Source records
********

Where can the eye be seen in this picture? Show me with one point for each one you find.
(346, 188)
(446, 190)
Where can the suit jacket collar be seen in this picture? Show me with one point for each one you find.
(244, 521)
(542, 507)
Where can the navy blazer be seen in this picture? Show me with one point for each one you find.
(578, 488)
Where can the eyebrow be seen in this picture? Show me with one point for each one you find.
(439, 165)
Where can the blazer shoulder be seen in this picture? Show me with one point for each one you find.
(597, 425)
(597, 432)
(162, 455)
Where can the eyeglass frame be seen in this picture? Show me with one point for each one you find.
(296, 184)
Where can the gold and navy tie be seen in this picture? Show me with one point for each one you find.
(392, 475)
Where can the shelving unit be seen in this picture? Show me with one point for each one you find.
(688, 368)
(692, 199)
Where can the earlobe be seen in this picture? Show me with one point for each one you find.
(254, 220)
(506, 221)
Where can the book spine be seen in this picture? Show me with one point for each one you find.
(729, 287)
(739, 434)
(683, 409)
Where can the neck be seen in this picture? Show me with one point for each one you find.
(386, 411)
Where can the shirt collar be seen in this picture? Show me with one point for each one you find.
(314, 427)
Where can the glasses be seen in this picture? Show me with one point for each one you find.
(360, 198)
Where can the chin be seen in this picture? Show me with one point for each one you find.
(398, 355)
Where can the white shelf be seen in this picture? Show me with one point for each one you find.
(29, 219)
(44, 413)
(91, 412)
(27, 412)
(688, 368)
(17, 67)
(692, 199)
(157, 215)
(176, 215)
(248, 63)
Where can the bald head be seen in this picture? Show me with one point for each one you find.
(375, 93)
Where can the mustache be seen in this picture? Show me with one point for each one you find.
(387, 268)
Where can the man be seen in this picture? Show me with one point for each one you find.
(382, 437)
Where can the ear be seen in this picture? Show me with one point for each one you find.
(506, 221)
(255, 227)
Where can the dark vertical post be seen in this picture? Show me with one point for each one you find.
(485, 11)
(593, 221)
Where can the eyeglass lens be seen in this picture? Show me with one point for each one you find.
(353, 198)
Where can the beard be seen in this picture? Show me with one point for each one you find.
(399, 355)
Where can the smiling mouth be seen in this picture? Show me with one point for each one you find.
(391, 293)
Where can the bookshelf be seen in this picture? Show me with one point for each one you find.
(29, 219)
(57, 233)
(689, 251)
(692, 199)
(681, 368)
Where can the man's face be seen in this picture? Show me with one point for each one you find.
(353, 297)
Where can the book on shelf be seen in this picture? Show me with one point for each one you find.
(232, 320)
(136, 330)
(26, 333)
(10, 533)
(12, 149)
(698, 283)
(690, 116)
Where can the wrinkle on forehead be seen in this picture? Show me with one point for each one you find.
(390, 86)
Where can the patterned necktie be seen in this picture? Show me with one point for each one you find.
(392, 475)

********

### [Set problem]
Set down nothing but the lines from the one with "Where can the bookshelf" through the end of the records, keeping each line exactly as written and including both ends.

### [Output below]
Where can the bookshelf be seen in this picture? Show me with one point for each one you find.
(29, 219)
(57, 233)
(689, 251)
(692, 199)
(681, 368)
Where can the man's face be seen in this picture? Show me with one point for each one you find.
(353, 297)
Where can the book on shelf be seen in this picture? Show me with one point for each one you find.
(232, 320)
(136, 330)
(26, 333)
(10, 533)
(12, 149)
(698, 283)
(690, 116)
Where can the wrinkle on forehead be seen in this picture? Show me with one point for each one you find.
(390, 86)
Where can the patterned necktie be seen in this picture? Show me with one point for each one you find.
(392, 475)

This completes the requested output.